▸ **Your task**: An exact copy of every record, without the pictures, is what should come back.

▸ **Material supplied**:
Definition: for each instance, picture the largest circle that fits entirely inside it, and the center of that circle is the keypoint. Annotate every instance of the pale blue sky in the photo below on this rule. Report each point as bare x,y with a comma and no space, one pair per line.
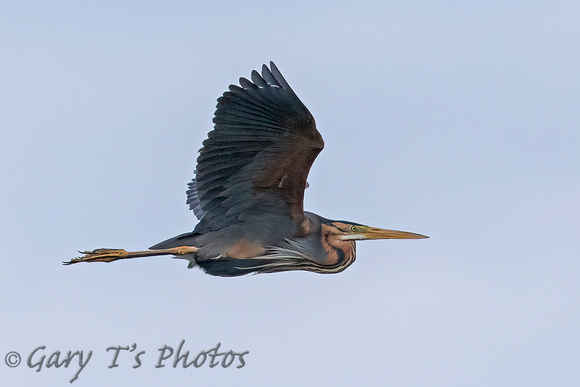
455,120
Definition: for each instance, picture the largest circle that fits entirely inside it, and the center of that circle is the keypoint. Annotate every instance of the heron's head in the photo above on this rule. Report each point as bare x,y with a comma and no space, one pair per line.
355,231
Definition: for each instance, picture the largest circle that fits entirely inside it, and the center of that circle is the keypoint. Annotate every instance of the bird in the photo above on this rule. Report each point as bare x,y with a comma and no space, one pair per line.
248,192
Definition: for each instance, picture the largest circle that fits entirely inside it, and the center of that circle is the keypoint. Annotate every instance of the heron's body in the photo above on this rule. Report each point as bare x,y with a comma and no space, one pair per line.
248,191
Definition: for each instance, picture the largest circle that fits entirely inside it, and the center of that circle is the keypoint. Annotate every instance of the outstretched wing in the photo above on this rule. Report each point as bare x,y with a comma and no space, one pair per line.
257,157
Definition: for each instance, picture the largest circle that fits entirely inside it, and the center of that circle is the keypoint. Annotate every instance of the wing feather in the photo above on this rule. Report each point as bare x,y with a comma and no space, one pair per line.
257,157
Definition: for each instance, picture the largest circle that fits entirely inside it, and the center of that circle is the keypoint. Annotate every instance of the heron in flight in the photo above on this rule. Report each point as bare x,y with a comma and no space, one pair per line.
248,192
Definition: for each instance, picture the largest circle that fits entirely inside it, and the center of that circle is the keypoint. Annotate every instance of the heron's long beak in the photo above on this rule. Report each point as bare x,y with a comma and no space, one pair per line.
363,233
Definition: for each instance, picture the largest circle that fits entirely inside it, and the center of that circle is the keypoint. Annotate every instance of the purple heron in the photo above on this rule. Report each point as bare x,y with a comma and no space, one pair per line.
248,192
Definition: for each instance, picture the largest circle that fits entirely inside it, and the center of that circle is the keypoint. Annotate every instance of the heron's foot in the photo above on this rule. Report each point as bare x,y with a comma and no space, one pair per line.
110,255
99,255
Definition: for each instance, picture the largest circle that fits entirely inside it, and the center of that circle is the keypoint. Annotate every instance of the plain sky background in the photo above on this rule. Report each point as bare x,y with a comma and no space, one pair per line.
455,119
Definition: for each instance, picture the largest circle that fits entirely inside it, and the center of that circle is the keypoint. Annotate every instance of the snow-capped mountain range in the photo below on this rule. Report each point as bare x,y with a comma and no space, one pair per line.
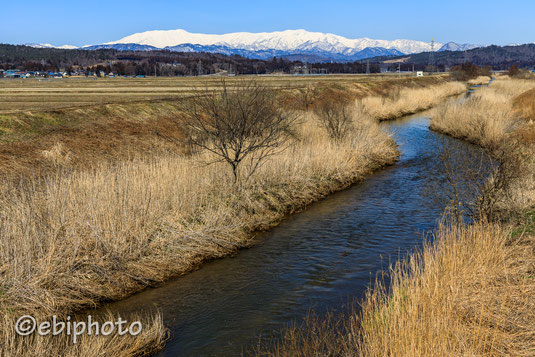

▸ **Worked solution**:
Definition: for each instance, picture the largest circle that fits entirely inside it, and the center of that circle is the keypoint. Annotate every instance of the pale blue sky in the photo below on this rule. Report each point as bare x,y with a comma and no space, one pair per line.
455,120
Definition: for each instance, picture the largest circle that fits entirely inside it, and the center of that circle is the keypoint. Annotate every instance of the heron's head in the photo above on this rule. Report each point as bare x,y with a comma and no space, one pair per line.
355,231
Definition: for each instance, picture the largest circle that fits entirely inside it, and the center of that circle is the keypoint. Annotate every instance of the bird in the photo above on this rule. Report each point as bare x,y with a comma and no space, one pair per line.
248,192
Definition: for each instance, picture the largest circle that fits entirely inside it, and the center of that circle is the keypoint. Annotate every instance of the heron's body in the photo above on this rule. Report each point as bare x,y with a comma and no space, one pair per line.
248,191
Definition: for each instance, picture the largest circle that fits entirely inside it, and the center of that circle is the keypoint. Annotate every instance of the outstretched wing in the photo above on this rule. Report each point as bare x,y with a comma and no space, one pair per line.
257,157
Definition: for each instance, picture the largest circle that fits entirely inside it, and the center of that circle is the keypoint. Annotate every instance of the wing feather in the photo above on this rule. Report each point as bare x,y with a comma and no space, one pair per line.
257,157
Definition: for each instance, picture the largest circle that fits entirely inside it, and the center of that circle is the keypoint. Annotate every instance of the heron in flight in the photo above on this rule. Report each point as bare x,y with a comma and no space, one pair per line.
248,192
Definition: for each instance, picture the largest circle that fits entirely inside it, and the center of that circle is the keypoint. Annotate every instance of the heron's long beak in the photo above on this rule. Report each point as bare x,y with a comma and no space, one pair per line.
363,233
Definition: for each instance, picture the largest circle that fits entirely inside it, and the center of that circle is the keypoint. Annotate every instance of the purple heron in the photo above on this rule. Report each point as bare x,y with a comma and no space, one pair per line.
248,192
Definition: for each instance, picture the largest circle that fits entirely inside it, and the center of that circle is the keypoint. Annotate every instance of the heron's foot in the photo above on this rule. Report each point as bare x,y with a comma and no space, one pair per line.
110,255
99,255
Definition: for each instance, picture the largest circle that fits entirely inside it, and the center of that circle is the keypoint. Annotate every instance of the plain sky background in the photo above on this rule. Report each point as bare x,y with a comma and no space, one pair per line.
455,119
Definition: for each instance, picture the largest circle that fits entirely inside it, and the center of that circle is the keypoint. Annotate every instance of the snow-capped mountain range in the photo below on this rule. Report each point as bare x,y with a comma and no space, one pair per line.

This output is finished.